EXERCISES:
a: In the blog posts below, who is the man sitting beside the writer in the photo of the writer's first steps?
b: Translate this sentence from the blog posts below into Spanish: "Fairness and Righteousness are shy cousins."

PAGE EXCERPT:
....................

Tuesday, November 25, 2014

The Party is Over

Fairness and Righteousness are shy cousins. Until you get to know them.

Anger is bold in the room, first in line, and full of fire. But she burns quickly and dies. She cannot stand. Revenge can be slow to arrive, but he is childish, and sullen. He's often sent to sleep early by Justice, left to sulk, unspeaking. Lazy cannot be bothered from the couch, let him sleep. Talk is cheap, she's been told, no matter her power to persuade. She winks at you and sallies off. Truth talks only to her twin in her sleep, rarely heard in shine. So when Pain and Hurt arrive, all rush to the center (save for Lazy, dozing as her norm). And while these banter, Fairness and Righteousness sit quietly in a corner, huddled. Until Justice weakens at her knee.

Casting aside their plain and wear these are the goddesses bright in the place, standing giant and unmovable, tremors at their steps. You can bluster, foolish, past all the rest but these hold the walls that keep safe, and strong in their shadows are we all. You can tire of waiting but they come to the fore only on their own calling. Throw your bricks, so what? You do nothing for the better.

Bring yourself to the guardians and stand, fair and righteous. That is the end.


Friday, November 21, 2014

Not Just Decoration

My home is decorated with my family.


 In fact, I try to make sure their photos are in every room, so you can't miss them.



It's important to me that both you and I know, and remember,
where I come from.


Because although I was born here, my great grandparents, my grandparents and my dad were not. 


So when you see me, and I am not brown or dirty or unable to speak English clearly, you may get the impression that I'm one of "us", not one of "them".


But that hand holding my handsome husband back when he was a beautiful baby is an immigrant hand. His parents were not born here. He is one of "us" but they are one of "them". The man sitting beside me here as I take my first steps is my dad, an immigrant, a "them".


The smiling silver-haired gentleman in the picture here, with my lovely grandmother, was also a "them", didn't speak a lick of English (except to curse you out if you beat him at cards). 

And these are my children. I couldn't have these - 

looking all American and fabulous - without those who came before. They were brown and dirty and did not speak English. And they worked wicked jobs and tore their skin in cold and muck so that my children could be treated with a softness in life my grandfather only dreamed about. They were beaten down in deed and in word, hurt and cold and undeterred. And with all that, they had the bitter dignity of calling themselves American, so that I could, so that my children could.

I believe in the rule of law, and I am loathe to see it trampled for any reason. Where the law fails, where it has failed many times and the weak and meek have failed to step forward to make a change, some must come forward to light the fire. We all know this, which is why when we see someone being robbed we shout and rush forward to help. There's a crime being committed, after all. But when we see someone tending to a neighbor's garden, we smile and wave and walk on. We buy our produce without pause, we lean back when the young man comes to bus our table, we tip the man who comes to our door with take-out, many of us buy elotes from a cart outside our child's baseball game. Have you ever called the police to report the undocumented housekeeper who tends to your hotel room?

....................

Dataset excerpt

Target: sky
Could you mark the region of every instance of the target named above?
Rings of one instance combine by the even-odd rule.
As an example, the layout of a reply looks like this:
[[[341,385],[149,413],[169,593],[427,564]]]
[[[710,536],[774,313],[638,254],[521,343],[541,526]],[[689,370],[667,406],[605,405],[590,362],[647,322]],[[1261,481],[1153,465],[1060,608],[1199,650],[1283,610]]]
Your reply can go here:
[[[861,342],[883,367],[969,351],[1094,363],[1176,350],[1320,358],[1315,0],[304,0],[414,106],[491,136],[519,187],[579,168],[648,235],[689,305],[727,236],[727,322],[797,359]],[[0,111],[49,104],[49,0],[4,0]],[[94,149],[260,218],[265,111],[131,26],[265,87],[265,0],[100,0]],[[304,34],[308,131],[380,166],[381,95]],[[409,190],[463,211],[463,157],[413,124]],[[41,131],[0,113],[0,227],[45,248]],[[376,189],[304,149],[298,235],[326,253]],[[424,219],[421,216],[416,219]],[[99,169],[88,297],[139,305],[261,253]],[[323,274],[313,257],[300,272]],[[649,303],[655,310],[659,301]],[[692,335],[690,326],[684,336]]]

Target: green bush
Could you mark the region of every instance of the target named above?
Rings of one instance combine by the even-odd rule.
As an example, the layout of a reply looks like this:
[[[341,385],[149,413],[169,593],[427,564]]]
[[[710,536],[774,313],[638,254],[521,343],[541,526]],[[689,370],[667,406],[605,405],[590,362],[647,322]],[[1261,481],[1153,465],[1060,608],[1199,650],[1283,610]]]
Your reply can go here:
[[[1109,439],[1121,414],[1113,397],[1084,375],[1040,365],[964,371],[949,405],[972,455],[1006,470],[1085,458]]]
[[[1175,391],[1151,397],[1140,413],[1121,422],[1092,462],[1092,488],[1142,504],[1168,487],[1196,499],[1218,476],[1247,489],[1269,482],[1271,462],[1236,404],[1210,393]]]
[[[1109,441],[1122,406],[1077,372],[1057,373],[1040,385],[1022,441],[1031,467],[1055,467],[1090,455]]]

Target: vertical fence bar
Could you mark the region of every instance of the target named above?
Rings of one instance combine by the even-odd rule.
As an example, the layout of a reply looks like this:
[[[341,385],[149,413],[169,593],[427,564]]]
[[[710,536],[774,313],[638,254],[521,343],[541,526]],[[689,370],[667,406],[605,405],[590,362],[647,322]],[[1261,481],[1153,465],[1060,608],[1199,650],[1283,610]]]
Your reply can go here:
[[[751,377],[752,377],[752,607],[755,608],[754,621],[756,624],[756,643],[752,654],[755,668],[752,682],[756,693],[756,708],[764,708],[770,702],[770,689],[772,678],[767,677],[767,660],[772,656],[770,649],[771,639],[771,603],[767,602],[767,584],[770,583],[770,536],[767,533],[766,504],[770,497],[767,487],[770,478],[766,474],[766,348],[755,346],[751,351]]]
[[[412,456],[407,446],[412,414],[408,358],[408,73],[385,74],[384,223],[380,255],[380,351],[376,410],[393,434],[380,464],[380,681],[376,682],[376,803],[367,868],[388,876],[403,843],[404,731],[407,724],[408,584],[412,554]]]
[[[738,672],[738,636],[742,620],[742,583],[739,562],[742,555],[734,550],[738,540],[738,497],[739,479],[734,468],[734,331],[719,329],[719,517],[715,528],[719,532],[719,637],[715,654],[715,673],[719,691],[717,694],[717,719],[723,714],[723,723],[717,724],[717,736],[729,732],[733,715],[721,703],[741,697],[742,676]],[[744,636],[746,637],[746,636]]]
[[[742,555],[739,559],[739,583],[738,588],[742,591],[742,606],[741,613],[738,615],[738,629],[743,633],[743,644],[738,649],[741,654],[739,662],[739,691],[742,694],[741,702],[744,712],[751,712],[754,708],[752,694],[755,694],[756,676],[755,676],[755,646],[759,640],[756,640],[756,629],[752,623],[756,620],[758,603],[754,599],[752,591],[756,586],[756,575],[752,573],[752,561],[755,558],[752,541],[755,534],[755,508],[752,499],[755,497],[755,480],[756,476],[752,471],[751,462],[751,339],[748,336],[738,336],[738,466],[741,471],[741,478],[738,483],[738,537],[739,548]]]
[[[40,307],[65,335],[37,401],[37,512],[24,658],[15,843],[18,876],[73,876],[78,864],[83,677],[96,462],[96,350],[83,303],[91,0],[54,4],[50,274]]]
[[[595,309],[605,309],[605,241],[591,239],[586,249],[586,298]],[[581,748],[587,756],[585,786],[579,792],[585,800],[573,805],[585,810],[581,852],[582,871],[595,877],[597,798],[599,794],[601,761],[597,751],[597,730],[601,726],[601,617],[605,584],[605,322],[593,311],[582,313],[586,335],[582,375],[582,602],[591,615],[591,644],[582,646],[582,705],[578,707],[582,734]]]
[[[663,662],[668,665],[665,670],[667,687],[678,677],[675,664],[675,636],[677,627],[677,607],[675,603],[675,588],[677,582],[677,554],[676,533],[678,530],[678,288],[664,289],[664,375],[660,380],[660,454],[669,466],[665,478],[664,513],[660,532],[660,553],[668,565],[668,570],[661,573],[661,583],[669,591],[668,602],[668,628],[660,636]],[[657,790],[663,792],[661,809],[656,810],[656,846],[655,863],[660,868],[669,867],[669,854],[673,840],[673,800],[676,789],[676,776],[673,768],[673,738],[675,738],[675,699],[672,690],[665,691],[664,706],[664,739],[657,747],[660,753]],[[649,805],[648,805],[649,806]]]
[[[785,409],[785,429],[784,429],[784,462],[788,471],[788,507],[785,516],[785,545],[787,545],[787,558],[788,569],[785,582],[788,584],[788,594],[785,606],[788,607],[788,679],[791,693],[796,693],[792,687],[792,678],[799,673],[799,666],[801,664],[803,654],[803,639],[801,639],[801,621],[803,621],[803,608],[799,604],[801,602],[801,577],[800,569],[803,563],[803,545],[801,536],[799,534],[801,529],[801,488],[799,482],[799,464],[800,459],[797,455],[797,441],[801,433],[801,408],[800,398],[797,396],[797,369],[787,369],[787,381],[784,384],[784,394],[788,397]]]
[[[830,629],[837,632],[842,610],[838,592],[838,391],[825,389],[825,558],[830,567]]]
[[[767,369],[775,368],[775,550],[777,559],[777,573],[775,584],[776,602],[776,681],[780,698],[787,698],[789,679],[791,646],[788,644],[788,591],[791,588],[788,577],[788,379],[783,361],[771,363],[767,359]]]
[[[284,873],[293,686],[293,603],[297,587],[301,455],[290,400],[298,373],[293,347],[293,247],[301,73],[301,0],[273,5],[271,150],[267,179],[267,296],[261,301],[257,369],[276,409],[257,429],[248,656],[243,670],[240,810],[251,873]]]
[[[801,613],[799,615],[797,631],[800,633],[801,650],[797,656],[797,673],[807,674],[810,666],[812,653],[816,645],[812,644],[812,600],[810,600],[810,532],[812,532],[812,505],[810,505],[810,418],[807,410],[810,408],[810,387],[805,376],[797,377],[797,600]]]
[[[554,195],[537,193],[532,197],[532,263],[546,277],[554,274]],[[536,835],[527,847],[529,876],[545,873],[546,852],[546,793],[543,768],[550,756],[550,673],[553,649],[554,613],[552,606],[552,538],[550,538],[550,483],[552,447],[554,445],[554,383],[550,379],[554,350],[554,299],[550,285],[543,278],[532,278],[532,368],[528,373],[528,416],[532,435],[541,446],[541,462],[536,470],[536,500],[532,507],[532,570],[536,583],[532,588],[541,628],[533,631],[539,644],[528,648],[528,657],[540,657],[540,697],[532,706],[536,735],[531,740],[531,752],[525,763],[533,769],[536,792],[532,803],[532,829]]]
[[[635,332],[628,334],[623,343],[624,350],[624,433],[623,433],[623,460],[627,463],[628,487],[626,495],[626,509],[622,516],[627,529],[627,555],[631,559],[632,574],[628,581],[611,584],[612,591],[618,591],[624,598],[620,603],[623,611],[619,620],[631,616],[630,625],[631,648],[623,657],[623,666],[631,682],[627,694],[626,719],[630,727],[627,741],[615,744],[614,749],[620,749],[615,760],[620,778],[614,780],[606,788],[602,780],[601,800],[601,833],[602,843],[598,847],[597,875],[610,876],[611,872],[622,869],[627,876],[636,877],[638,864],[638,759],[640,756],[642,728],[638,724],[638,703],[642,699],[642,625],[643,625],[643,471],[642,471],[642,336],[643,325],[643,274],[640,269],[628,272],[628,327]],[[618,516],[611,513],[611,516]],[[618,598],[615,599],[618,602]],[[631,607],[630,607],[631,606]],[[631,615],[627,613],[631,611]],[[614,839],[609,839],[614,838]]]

....................

OUTPUTS FOR THE TASKS:
a: The writer's dad, an immigrant.

b: La Equidad y la Rectitud son primas tímidas.